▸ Problem details
Extend the fishing forum thread below, about which saltwater spinning reel to choose for snook and redfish, starting right after the last sentence of its final post.

▸ Selection
# # # # #
# Which saltwater spinner do you recommend?



## Lead Poison (May 31, 2009)

Which of these spinners do you recommend for snook and redfish?


----------



## Limitless (May 31, 2009)

The choices you provide are good reels made by foreign companies; but, you left out the old workhorse, dependable PENN.  We've all used them for years with good service and a model for every need.  I just got a new Sargus at the Atlanta CCA a couple weeks ago and love it.  Smooth action and solid steady drag.  I'm fishing it tomorrow at the towers south of Carrabelle for snapper.


----------



## ltmedic (May 31, 2009)

What is the Atlanta CCA?


----------



## XTREME HUNTER (May 31, 2009)

Limitless said:


> The choices you provide are good reels made by foreign companies; but, you left out the old workhorse, dependable PENN.  We've all used them for years with good service and a model for every need.  I just got a new Sargus at the Atlanta CCA a couple weeks ago and love it.  Smooth action and solid steady drag.  I'm fishing it tomorrow at the towers south of Carrabelle for snapper.



Penn is a foreign made reel also, The International is the only Penn US made reel.  The rest of them are that good China Quality stuff.


----------



## WaltL1 (May 31, 2009)

I have a Quantam Boca that Ive been very happy with. Also have some older Penns that, like said above, have been workhorses over the years.


----------



## Ruger GSP (May 31, 2009)

XTREME HUNTER said:


> Penn is a foreign made reel also, The International is the only Penn US made reel.  The rest of them are that good China Quality stuff.



I had a hard time believing this, so I checked it out myself.
In 2007 Penn was sold to a chineese manufacture. I think it is just their reels that are manufactured in china though. I have to say, I have never had a problem with a penn. Except!! my most recent inshore trip. I had a new rod that had only been wet one time before this, that just snapped in half. I contacted penn, and have to say it was nice speaking to an English speaking American customer service rep. They replaced the rod, for free, and even paid for the shipping. I did have to send the broken rod back, and it went to the rod manufacturing plant in Iowa or someplace like that.
# # # # #
▸ Dataset content
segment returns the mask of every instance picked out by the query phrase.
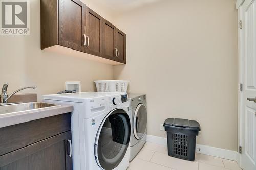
# # # # #
▸ Answer below
Edit: I take that back, I just looked at the bottom of the new rod I have and it also says it was made in China. I guess that explains why the last one broke.


----------



## XTREME HUNTER (May 31, 2009)

Ruger GSP said:


> I had a hard time believing this, so I checked it out myself.
> In 2007 Penn was sold to a chineese manufacture. I think it is just their reels that are manufactured in china though. I have to say, I have never had a problem with a penn. Except!! my most recent inshore trip. I had a new rod that had only been wet one time before this, that just snapped in half. I contacted penn, and have to say it was nice speaking to an English speaking American customer service rep. They replaced the rod, for free, and even paid for the shipping. I did have to send the broken rod back, and it went to the rod manufacturing plant in Iowa or someplace like that.
> 
> Edit: I take that back, I just looked at the bottom of the new rod I have and it also says it was made in China. I guess that explains why the last one broke.



When I bought my boat in Late 2007 I had to make a decesion on what kinda gear to buy.  I was assuming I would go with Penn since they have been around for a while and its hard to find complaints about them.  After talking to lots of tackle shops including Bass Pro they all said the same thing go with Shimano and stay away from the Penns.  
I am not saying they are not good as I do have a few older SSM series reels and they work very well.  But I did go with Shimano all the way with the exception of 1 International I got on craigs list for a great price.


----------



## Ruger GSP (May 31, 2009)

except for the price difference, I would have done the same. However, I have not found many employees at bass pro, that I would ask for an opinion.  I will say though from what I mentioned earlier, and it may just be my 1 experience, but penns co service is awsome. Ive never used the shamano brand, but from what I hear you may never need their customer service.


----------



## XTREME HUNTER (May 31, 2009)

I'm glad you had good customer service @ I agree 100% about the bass pro employees thats why I took in the Tackle stores and captains opinions a lot more


----------



## Doyle (May 31, 2009)

I've gotten to where I won't buy anything but Okuma Epixors.  I haven't worn one out yet and they are very affordable.   The only trouble I ever had was a broken spool.  I called the warranty line and they sent me a new spool without question.


----------



## RugerHog (May 31, 2009)

The AVETS are genuine American made and the top of the line reels made today. I am not sure if they make spinners, but their conventional reels are great, and have unbelieveable drags compared to Penn or Shimano.


It seems that no matter the name brand or how much you pay for it, all the rest of the spinners are going to be chinese junk. I don't know of any rods made in the USA. All Chinese rods.


----------



## Lead Poison (May 31, 2009)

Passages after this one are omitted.